_Stated task_
Scale the items below by writing out every line again, changing only the coordinates in the answer paths: multiply each by 1.9 and round to the nearest whole number, with halves rounding up. Keep all other lines, including the sample paths, unchanged.

* * *

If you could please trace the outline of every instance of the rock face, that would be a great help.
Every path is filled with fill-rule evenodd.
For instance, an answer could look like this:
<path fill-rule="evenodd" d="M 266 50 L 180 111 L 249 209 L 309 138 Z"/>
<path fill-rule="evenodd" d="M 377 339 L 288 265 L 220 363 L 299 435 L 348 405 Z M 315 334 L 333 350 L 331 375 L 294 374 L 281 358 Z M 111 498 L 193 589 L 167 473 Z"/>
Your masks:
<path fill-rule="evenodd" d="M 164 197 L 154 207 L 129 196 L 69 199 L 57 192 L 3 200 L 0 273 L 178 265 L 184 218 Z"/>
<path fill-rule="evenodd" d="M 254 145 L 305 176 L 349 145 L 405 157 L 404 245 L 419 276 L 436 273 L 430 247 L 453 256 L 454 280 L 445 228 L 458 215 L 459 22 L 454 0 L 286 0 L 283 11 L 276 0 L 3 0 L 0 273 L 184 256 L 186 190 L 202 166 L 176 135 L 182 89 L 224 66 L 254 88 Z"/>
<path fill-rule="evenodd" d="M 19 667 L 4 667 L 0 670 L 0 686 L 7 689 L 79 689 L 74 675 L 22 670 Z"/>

* * *

_Exercise response_
If you could please trace the outline of every instance of the rock face, that would be a great help.
Every path is filled with fill-rule evenodd.
For instance, an answer could look like this:
<path fill-rule="evenodd" d="M 266 50 L 180 111 L 249 209 L 309 138 Z"/>
<path fill-rule="evenodd" d="M 377 339 L 288 265 L 220 363 L 299 435 L 348 405 Z M 315 334 L 333 350 L 331 375 L 294 374 L 281 358 Z M 111 498 L 193 589 L 167 473 Z"/>
Your masks:
<path fill-rule="evenodd" d="M 312 374 L 293 393 L 245 372 L 131 378 L 108 365 L 6 380 L 0 519 L 338 504 L 350 414 Z"/>
<path fill-rule="evenodd" d="M 483 276 L 580 334 L 663 276 L 770 298 L 768 466 L 796 524 L 828 519 L 817 469 L 861 486 L 863 532 L 846 433 L 870 409 L 872 42 L 863 0 L 543 0 L 538 21 L 524 0 L 6 0 L 0 519 L 350 486 L 353 361 L 384 315 L 334 257 L 346 169 L 426 125 L 483 167 Z"/>
<path fill-rule="evenodd" d="M 36 1267 L 8 1267 L 0 1273 L 0 1303 L 13 1309 L 150 1309 L 141 1283 L 42 1273 Z"/>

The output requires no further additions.